Text block:

-------------------------

On a recent Best of the Left podcast episode, “What are women complaining about?,” I found out about action being taken to address Hollywood's gender bias, which has received a lot of media attention in the past year. What really caught my ear was the stat that the percentage of speaking roles for women in Hollywood movies has only increased by 5% since the 1940s and 50s. And what interested me about that stat was that, as a fan of classical Hollywood movies, I was under the impression that there were now far fewer major roles for women – not a few more. Fans of classical Hollywood movies just think that there were more and better roles for women then because so many of the movies from that era that film buffs still care about have terrific roles for women: canons are not necessarily representative of the norm.

So far, so awesome for women that the ACLU has taken political action to have the industry investigated for gender inequity. In fact I think that every industry where there's perceived discrimination should be subjected to thorough governmental investigation, especially if that industry is as powerful as Hollywood (or Silicon Valley). How else is the public going to know, and how is discrimination by the powerful going to combated except by transparency, public pressure, and public accountability?

-------------------------

Data segment:

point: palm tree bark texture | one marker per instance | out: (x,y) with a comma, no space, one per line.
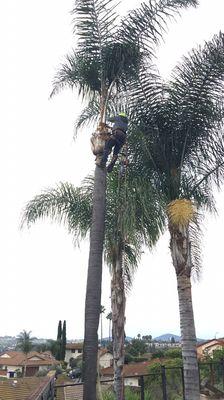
(118,303)
(93,290)
(181,256)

-------------------------

What to produce:
Rewrite the passage on Hollywood's gender bias from "On a recent" up to and including "of the norm.", changing "stat" to "statistic" wherever it occurs.

The reply:
On a recent Best of the Left podcast episode, “What are women complaining about?,” I found out about action being taken to address Hollywood's gender bias, which has received a lot of media attention in the past year. What really caught my ear was the statistic that the percentage of speaking roles for women in Hollywood movies has only increased by 5% since the 1940s and 50s. And what interested me about that statistic was that, as a fan of classical Hollywood movies, I was under the impression that there were now far fewer major roles for women – not a few more. Fans of classical Hollywood movies just think that there were more and better roles for women then because so many of the movies from that era that film buffs still care about have terrific roles for women: canons are not necessarily representative of the norm.